Reproduce every one of the entries below word for word, leaving out the pictures.

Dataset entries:

Start

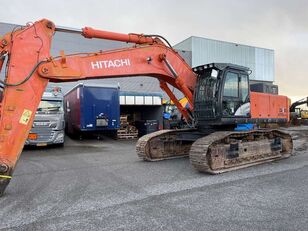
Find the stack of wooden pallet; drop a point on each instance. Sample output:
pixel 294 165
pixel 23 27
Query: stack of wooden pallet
pixel 126 130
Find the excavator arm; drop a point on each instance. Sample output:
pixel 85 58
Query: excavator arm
pixel 30 67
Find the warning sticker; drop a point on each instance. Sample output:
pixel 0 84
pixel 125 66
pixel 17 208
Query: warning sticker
pixel 25 117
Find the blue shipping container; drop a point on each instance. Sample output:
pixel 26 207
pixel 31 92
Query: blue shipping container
pixel 92 108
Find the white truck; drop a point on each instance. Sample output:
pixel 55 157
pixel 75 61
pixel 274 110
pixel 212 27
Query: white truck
pixel 48 124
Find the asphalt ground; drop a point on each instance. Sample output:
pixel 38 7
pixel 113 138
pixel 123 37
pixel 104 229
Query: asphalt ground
pixel 102 185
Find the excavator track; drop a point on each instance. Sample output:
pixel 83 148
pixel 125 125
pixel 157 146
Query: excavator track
pixel 226 151
pixel 164 144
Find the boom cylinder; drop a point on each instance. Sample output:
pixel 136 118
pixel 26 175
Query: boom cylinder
pixel 89 32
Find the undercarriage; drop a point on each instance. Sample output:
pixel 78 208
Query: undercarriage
pixel 217 152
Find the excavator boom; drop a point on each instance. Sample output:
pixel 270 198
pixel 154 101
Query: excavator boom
pixel 30 67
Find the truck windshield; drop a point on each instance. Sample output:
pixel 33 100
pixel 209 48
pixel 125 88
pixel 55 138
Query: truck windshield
pixel 50 105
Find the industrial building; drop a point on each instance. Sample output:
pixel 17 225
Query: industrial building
pixel 195 50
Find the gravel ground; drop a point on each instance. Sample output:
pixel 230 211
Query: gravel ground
pixel 102 185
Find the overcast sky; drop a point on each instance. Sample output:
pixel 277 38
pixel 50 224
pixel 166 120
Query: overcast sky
pixel 276 24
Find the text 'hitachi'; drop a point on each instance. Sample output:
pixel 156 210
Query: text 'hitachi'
pixel 110 63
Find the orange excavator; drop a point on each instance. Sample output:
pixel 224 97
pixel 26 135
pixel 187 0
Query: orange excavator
pixel 218 95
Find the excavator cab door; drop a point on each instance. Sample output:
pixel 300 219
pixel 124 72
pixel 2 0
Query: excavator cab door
pixel 235 95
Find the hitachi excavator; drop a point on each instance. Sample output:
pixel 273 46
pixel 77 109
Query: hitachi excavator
pixel 218 95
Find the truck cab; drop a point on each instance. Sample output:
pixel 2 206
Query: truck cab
pixel 48 124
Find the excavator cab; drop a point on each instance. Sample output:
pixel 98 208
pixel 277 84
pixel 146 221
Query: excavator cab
pixel 222 94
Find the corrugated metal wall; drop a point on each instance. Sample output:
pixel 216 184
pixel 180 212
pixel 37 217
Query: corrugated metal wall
pixel 259 60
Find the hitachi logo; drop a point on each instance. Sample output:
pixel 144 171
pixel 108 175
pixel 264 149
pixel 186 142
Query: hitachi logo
pixel 110 63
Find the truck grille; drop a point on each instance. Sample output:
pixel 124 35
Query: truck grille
pixel 43 135
pixel 41 124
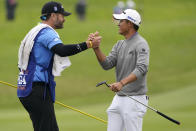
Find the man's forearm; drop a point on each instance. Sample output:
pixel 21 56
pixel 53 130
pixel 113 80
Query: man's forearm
pixel 100 56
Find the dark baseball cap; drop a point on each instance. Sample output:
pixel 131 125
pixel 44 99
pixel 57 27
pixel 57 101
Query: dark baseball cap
pixel 54 7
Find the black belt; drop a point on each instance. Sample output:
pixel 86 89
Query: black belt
pixel 40 83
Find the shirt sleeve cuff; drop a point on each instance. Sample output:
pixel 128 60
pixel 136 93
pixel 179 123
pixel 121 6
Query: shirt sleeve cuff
pixel 137 73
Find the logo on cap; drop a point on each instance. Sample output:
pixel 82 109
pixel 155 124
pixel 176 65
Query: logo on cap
pixel 55 8
pixel 131 19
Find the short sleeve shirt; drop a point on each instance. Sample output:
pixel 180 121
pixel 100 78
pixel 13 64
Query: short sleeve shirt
pixel 44 41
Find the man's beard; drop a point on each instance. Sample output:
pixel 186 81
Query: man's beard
pixel 58 25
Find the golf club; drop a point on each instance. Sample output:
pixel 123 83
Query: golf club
pixel 158 112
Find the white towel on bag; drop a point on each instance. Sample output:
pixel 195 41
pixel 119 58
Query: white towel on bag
pixel 59 64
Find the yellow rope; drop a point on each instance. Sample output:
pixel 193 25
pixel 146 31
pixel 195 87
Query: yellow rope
pixel 59 103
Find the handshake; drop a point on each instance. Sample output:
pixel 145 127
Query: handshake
pixel 94 40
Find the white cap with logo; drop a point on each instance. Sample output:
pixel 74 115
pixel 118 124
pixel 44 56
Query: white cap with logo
pixel 129 14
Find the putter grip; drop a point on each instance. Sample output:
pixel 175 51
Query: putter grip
pixel 169 118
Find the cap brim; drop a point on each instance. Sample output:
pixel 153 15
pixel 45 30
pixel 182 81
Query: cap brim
pixel 119 16
pixel 66 13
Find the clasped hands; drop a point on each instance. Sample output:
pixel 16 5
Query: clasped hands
pixel 94 40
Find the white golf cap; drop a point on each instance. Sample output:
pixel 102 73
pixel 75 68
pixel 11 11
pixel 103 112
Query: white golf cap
pixel 129 14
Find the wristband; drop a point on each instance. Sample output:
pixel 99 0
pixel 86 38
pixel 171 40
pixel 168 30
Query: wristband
pixel 91 44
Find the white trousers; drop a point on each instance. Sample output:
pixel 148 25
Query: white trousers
pixel 125 114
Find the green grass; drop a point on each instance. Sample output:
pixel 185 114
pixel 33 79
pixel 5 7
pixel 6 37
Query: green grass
pixel 169 27
pixel 176 104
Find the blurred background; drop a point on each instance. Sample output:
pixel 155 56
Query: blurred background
pixel 169 26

End

> **Reply**:
Find the stack of wooden pallet; drop a point on each instance. Sample output:
pixel 294 165
pixel 23 27
Query: stack of wooden pallet
pixel 126 130
Find the excavator arm; drop a point on each instance. Sample output:
pixel 85 58
Query: excavator arm
pixel 30 67
Find the warning sticker; drop a point on each instance. Sample output:
pixel 0 84
pixel 125 66
pixel 17 208
Query: warning sticker
pixel 25 117
Find the blue shipping container; drop a point on each instance. Sample output:
pixel 26 207
pixel 31 92
Query: blue shipping container
pixel 92 108
Find the white truck; drop a point on each instance. Sample output:
pixel 55 157
pixel 75 61
pixel 274 110
pixel 212 27
Query: white truck
pixel 48 124
Find the asphalt ground; drop a point on each instance. Sample output:
pixel 38 7
pixel 113 138
pixel 123 37
pixel 104 229
Query: asphalt ground
pixel 102 185
Find the excavator track; drop a point on each instance. Sample output:
pixel 83 148
pixel 125 125
pixel 157 146
Query: excavator track
pixel 226 151
pixel 164 144
Find the boom cylinder; drop a point on each instance. Sample output:
pixel 136 118
pixel 26 175
Query: boom cylinder
pixel 89 32
Find the undercarriage; drop a point on each instance. Sample output:
pixel 78 208
Query: undercarriage
pixel 217 152
Find the excavator boom; drop a point on each instance. Sample output:
pixel 270 198
pixel 154 101
Query: excavator boom
pixel 30 67
Find the truck windshield; drop a point on each instance. Sample output:
pixel 33 100
pixel 209 48
pixel 125 88
pixel 55 138
Query: truck windshield
pixel 50 105
Find the industrial building; drop a point on each instance. Sample output:
pixel 17 225
Query: industrial building
pixel 195 50
Find the gravel ground; drop a point on each instance. Sample output:
pixel 230 211
Query: gravel ground
pixel 102 185
Find the overcast sky; drop a point on each instance. Sample output:
pixel 277 38
pixel 50 224
pixel 166 120
Query: overcast sky
pixel 276 24
Find the text 'hitachi'; drop a point on each instance. Sample output:
pixel 156 210
Query: text 'hitachi'
pixel 110 63
Find the orange excavator; drop a point on each instance. Sample output:
pixel 224 97
pixel 26 135
pixel 187 0
Query: orange excavator
pixel 218 95
Find the excavator cab door; drop a point on each instance. Sample output:
pixel 300 219
pixel 124 72
pixel 2 0
Query: excavator cab door
pixel 235 95
Find the hitachi excavator; drop a point on each instance. Sample output:
pixel 273 46
pixel 77 109
Query: hitachi excavator
pixel 218 95
Find the truck cab; drop a point on each instance. Sample output:
pixel 2 206
Query: truck cab
pixel 48 124
Find the excavator cab; drop a point on each instance. Sample output:
pixel 98 208
pixel 277 84
pixel 146 221
Query: excavator cab
pixel 222 94
Find the corrugated metal wall; drop a point on each instance. Sample output:
pixel 216 184
pixel 180 212
pixel 37 217
Query: corrugated metal wall
pixel 259 60
Find the hitachi logo; drop a point on each instance. Sample output:
pixel 144 171
pixel 108 175
pixel 264 149
pixel 186 142
Query: hitachi logo
pixel 110 63
Find the truck grille; drop a point on each instance. Sample output:
pixel 124 35
Query: truck grille
pixel 43 135
pixel 41 124
Find the man's forearm; drop a point on each instance. Sample output:
pixel 21 56
pixel 53 130
pixel 113 80
Query: man's forearm
pixel 100 56
Find the dark baseball cap; drop a point on each instance. Sample output:
pixel 131 125
pixel 44 99
pixel 57 27
pixel 57 101
Query: dark baseball cap
pixel 54 7
Find the black belt; drop a point on each instance. Sample output:
pixel 86 89
Query: black belt
pixel 40 83
Find the shirt sleeve cuff; drop a point on each instance. Sample output:
pixel 128 60
pixel 136 93
pixel 179 123
pixel 121 6
Query: shirt sleeve cuff
pixel 137 73
Find the logo on cap; drop a point on each instance. Sample output:
pixel 82 109
pixel 155 124
pixel 176 65
Query: logo on cap
pixel 55 8
pixel 131 19
Find the short sleeve shirt; drop a point on each instance. Sample output:
pixel 180 121
pixel 100 78
pixel 13 64
Query: short sleeve shirt
pixel 44 41
Find the man's beard; drop a point on each instance. Sample output:
pixel 186 81
Query: man's beard
pixel 58 25
Find the golf club; drop a point on each instance. Sample output:
pixel 123 83
Query: golf club
pixel 158 112
Find the white towel on bag; drop a point on each instance. Sample output:
pixel 195 41
pixel 119 58
Query: white towel on bag
pixel 59 64
Find the yellow rope; drop a point on each instance. Sample output:
pixel 193 25
pixel 146 31
pixel 195 87
Query: yellow rope
pixel 59 103
Find the handshake; drop a point on each instance. Sample output:
pixel 145 127
Query: handshake
pixel 94 40
Find the white cap with logo; drop a point on each instance. Sample output:
pixel 74 115
pixel 118 124
pixel 44 56
Query: white cap with logo
pixel 129 14
Find the putter grip; drop a point on each instance. Sample output:
pixel 175 51
Query: putter grip
pixel 169 118
Find the cap brim; drop a point on each instance. Sample output:
pixel 153 15
pixel 45 30
pixel 182 81
Query: cap brim
pixel 119 16
pixel 66 13
Find the clasped hands; drop a point on each instance. Sample output:
pixel 16 5
Query: clasped hands
pixel 94 40
Find the white golf cap; drop a point on each instance. Sample output:
pixel 102 73
pixel 75 68
pixel 11 11
pixel 103 112
Query: white golf cap
pixel 129 14
Find the wristband; drop a point on each instance. Sample output:
pixel 99 0
pixel 86 38
pixel 171 40
pixel 168 30
Query: wristband
pixel 91 44
Find the white trousers; drop a point on each instance. Sample output:
pixel 148 25
Query: white trousers
pixel 125 114
Find the green grass; drop a point on each instance. Sample output:
pixel 185 114
pixel 33 79
pixel 5 7
pixel 6 37
Query: green grass
pixel 169 27
pixel 176 104
Find the blurred background; drop a point on each instance. Sample output:
pixel 155 56
Query: blurred background
pixel 169 26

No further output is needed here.